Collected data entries
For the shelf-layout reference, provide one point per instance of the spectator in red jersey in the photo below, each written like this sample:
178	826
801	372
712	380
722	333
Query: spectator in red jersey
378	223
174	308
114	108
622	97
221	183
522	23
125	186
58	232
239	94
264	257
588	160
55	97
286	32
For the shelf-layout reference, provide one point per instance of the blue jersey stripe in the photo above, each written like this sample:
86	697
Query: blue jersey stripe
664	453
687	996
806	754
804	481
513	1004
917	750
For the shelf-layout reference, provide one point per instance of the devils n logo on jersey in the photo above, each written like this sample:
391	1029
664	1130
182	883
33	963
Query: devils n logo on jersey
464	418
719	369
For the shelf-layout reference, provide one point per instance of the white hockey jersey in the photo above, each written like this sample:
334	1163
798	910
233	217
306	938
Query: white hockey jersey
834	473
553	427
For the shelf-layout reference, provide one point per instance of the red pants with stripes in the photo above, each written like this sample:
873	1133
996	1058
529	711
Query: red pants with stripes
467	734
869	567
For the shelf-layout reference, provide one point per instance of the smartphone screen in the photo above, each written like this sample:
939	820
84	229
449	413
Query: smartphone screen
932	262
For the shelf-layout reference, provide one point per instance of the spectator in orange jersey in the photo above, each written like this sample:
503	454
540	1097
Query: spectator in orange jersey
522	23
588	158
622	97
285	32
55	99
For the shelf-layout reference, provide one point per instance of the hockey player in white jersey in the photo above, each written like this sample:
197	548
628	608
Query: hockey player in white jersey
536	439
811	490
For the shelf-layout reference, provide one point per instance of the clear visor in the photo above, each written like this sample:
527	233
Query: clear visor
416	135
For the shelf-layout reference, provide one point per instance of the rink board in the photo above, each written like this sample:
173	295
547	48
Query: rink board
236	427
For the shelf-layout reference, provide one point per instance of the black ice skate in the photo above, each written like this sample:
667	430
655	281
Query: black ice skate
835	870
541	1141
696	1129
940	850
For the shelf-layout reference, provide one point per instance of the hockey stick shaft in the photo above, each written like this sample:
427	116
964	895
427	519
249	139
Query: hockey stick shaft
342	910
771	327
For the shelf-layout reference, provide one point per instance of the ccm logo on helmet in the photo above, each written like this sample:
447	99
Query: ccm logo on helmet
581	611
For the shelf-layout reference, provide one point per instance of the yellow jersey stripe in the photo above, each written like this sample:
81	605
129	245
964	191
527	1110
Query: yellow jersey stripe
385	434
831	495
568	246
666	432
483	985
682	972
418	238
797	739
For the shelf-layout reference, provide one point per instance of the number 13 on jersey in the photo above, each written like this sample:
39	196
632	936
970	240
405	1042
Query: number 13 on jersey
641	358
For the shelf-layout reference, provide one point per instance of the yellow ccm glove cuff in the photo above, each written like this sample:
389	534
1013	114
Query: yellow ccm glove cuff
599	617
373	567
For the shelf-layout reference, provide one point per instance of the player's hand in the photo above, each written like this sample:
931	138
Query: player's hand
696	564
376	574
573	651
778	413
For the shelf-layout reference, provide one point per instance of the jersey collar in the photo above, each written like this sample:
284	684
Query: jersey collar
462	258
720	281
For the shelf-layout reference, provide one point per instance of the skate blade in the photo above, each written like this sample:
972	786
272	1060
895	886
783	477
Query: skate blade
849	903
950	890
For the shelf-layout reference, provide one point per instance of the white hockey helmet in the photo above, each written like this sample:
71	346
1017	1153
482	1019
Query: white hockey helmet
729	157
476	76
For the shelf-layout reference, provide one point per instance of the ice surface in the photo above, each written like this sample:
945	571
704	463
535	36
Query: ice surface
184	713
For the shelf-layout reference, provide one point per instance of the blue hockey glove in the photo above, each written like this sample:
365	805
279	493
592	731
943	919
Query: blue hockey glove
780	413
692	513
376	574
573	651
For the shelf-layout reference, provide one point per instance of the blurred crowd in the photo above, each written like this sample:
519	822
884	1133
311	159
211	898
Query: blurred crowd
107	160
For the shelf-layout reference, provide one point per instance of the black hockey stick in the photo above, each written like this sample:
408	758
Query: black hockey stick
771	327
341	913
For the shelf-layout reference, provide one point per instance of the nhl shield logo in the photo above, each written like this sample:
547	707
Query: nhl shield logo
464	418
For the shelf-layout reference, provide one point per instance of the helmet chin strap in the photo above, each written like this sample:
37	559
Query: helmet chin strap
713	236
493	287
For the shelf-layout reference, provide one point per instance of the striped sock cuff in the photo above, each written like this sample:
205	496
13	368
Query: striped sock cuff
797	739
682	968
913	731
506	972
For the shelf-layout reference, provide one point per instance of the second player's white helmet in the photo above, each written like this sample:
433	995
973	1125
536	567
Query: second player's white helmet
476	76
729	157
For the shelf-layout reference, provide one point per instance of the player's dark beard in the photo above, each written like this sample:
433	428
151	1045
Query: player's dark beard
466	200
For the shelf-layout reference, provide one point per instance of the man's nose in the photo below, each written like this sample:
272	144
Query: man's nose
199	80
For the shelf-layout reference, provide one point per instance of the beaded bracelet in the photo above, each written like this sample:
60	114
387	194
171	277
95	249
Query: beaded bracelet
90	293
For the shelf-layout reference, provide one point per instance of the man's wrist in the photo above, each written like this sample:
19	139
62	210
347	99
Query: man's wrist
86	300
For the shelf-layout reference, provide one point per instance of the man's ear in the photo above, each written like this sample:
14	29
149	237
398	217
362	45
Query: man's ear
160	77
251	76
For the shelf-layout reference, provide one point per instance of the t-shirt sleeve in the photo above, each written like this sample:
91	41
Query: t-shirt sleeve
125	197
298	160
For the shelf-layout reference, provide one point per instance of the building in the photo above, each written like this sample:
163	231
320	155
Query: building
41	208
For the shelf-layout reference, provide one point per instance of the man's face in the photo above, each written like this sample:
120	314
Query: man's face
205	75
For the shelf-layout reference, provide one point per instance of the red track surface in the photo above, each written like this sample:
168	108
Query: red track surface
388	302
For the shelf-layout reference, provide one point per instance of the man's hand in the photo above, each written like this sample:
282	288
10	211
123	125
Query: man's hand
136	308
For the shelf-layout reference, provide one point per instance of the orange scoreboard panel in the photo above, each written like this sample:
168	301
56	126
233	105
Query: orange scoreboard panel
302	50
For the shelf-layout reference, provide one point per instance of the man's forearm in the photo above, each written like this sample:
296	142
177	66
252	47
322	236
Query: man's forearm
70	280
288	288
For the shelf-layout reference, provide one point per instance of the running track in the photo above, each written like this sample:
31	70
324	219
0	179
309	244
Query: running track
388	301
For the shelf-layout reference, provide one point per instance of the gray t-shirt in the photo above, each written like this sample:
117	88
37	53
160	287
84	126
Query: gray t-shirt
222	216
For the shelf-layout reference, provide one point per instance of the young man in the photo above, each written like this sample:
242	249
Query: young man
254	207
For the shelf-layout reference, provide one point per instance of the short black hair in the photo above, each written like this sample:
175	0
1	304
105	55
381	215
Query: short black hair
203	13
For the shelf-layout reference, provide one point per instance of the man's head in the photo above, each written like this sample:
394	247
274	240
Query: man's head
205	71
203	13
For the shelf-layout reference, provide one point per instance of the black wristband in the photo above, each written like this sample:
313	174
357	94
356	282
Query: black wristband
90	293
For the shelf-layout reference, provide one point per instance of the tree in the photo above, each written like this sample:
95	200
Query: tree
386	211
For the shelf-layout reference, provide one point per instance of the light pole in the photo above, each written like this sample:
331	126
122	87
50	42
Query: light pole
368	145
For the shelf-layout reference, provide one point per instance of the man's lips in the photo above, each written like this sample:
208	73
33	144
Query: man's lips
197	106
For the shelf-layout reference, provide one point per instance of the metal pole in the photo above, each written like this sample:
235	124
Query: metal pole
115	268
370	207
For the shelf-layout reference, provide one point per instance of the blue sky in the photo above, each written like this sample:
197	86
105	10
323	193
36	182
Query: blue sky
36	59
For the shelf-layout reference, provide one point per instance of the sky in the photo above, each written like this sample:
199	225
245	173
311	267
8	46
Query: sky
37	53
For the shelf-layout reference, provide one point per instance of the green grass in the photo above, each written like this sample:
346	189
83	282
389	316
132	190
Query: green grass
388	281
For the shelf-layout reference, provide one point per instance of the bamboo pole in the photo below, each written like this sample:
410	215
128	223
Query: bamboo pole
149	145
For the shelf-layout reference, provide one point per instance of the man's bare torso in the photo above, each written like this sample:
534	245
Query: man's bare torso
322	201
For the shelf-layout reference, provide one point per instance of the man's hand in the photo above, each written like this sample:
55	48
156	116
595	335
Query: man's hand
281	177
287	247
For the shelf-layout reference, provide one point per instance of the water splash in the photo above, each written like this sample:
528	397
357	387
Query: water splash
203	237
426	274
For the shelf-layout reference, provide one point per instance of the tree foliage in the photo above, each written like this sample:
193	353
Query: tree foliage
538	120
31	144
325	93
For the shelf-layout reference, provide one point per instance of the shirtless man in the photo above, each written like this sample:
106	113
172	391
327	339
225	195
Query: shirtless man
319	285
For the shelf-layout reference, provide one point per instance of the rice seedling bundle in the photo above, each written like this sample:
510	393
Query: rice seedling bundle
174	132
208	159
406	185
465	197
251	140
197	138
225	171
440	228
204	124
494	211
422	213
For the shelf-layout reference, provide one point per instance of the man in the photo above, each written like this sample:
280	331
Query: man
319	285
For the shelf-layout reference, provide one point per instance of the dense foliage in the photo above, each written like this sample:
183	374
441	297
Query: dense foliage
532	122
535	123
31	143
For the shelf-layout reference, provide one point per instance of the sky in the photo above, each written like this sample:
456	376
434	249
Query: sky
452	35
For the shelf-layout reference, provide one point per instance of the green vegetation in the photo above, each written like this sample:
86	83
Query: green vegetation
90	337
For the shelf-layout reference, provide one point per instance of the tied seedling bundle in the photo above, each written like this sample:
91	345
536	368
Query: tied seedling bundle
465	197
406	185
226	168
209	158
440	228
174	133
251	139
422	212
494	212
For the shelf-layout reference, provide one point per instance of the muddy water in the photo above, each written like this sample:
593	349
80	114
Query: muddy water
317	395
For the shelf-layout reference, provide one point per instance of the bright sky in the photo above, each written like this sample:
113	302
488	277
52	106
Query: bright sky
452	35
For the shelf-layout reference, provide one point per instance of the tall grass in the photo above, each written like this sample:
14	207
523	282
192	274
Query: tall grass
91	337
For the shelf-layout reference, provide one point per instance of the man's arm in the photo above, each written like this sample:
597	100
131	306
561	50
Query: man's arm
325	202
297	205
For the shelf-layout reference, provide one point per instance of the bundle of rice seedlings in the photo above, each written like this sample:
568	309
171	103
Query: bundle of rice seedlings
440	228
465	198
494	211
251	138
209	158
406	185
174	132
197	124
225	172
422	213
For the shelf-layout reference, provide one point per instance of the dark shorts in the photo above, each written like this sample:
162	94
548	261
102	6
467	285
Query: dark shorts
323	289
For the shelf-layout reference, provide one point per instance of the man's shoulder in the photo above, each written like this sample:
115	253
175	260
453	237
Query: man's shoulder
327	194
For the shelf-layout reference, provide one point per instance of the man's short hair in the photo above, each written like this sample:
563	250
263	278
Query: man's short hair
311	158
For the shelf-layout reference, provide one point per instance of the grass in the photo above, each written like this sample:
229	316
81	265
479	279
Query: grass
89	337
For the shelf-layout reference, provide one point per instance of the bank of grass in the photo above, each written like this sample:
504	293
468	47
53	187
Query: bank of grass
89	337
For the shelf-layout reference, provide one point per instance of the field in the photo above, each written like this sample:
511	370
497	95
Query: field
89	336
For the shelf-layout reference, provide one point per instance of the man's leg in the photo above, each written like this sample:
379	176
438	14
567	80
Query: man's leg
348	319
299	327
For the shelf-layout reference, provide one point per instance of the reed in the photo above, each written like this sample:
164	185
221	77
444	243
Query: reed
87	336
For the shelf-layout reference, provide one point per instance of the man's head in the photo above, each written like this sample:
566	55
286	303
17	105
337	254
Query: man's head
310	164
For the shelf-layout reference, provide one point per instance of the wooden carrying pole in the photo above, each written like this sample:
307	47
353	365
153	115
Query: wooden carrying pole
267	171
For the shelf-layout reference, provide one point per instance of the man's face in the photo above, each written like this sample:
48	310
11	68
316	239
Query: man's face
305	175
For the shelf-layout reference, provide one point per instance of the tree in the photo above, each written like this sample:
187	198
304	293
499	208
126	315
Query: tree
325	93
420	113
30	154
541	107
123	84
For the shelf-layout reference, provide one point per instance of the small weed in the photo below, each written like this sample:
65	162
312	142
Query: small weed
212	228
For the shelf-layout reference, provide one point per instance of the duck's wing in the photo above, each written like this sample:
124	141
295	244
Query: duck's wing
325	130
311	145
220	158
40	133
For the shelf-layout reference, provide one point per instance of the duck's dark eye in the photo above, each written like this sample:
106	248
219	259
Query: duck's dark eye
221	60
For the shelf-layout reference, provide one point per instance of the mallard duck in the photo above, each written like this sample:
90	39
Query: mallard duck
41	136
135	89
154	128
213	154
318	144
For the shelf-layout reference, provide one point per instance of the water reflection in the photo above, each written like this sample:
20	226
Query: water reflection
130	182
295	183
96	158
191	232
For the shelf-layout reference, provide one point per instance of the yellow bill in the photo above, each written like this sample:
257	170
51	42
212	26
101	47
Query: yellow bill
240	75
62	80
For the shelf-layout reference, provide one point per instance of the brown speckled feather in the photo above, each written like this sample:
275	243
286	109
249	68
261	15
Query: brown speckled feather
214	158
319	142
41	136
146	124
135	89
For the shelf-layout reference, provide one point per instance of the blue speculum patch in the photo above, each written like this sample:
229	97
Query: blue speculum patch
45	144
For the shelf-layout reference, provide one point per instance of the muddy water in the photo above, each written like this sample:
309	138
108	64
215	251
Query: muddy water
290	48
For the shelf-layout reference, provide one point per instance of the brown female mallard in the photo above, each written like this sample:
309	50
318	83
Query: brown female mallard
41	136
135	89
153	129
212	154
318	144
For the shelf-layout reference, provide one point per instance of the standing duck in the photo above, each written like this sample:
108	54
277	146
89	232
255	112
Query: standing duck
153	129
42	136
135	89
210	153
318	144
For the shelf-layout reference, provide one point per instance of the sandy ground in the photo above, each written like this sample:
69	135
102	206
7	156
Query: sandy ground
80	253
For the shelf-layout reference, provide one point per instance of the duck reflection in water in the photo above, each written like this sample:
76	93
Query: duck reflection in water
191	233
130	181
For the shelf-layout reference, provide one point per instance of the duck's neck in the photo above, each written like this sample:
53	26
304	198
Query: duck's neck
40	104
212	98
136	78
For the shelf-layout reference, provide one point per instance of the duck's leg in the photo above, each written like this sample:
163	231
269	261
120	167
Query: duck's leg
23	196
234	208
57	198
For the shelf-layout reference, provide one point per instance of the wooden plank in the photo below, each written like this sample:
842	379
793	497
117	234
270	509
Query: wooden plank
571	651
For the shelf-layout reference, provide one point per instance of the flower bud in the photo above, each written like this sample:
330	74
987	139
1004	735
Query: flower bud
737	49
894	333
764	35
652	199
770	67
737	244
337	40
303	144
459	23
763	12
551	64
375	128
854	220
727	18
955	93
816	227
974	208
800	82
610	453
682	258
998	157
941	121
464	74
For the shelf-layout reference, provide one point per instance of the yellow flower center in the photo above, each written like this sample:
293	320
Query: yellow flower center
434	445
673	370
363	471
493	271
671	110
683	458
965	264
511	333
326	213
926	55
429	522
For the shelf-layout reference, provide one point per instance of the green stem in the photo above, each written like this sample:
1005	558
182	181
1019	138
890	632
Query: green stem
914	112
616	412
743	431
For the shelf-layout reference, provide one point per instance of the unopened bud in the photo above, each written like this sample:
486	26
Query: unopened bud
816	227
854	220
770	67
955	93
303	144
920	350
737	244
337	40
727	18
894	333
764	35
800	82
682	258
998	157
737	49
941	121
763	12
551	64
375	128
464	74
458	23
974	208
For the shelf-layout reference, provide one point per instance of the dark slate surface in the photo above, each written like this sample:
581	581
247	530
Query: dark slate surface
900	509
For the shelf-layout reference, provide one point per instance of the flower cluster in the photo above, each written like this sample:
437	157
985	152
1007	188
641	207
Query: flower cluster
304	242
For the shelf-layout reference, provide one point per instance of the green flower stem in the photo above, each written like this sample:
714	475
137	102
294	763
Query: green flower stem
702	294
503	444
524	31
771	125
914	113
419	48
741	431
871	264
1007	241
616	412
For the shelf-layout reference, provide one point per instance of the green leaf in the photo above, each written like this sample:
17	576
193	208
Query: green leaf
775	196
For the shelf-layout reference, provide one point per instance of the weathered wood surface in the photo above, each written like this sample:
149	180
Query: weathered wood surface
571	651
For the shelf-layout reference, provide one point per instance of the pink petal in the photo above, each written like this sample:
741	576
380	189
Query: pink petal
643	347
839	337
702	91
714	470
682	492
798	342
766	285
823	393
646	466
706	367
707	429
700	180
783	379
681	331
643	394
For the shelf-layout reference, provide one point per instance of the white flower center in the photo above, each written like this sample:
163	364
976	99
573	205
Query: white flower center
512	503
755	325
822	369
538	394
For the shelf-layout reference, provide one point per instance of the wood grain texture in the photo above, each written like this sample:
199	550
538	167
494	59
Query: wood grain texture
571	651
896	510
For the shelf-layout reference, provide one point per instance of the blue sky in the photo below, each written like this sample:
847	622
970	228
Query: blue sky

* [EXERCISE]
Your task is to reproduce, exactly and exclusively, the lines from the one holding "of the weathered" through the final line of the listing.

* [CORRECT ANSWER]
For the shelf-layout reference, provide one point per instance of the weathered wood surface in the photo above, each written like this sample:
149	180
Query: weathered wood surface
571	651
For the shelf-layout reference, provide one point per instance of the pink petal in the photo above, each written like this sample:
741	576
380	189
Query: pink petal
643	347
839	337
702	91
714	470
682	492
798	342
766	285
823	393
646	466
706	367
707	429
700	180
783	379
681	331
643	394
For the shelf-layout reference, provide one point per instance of the white flower center in the photo above, each written like this sample:
163	364
976	99
573	205
Query: white flower center
512	503
755	325
822	369
538	394
For the shelf-layout reference, provide one point per instance of the wood grain texture in the photo above, each written like this sample:
199	550
538	167
494	59
Query: wood grain texture
571	651
896	510
For the shelf-layout reference, provide one point per instance of the blue sky in the photo below, each written like this sample:
847	622
970	228
Query: blue sky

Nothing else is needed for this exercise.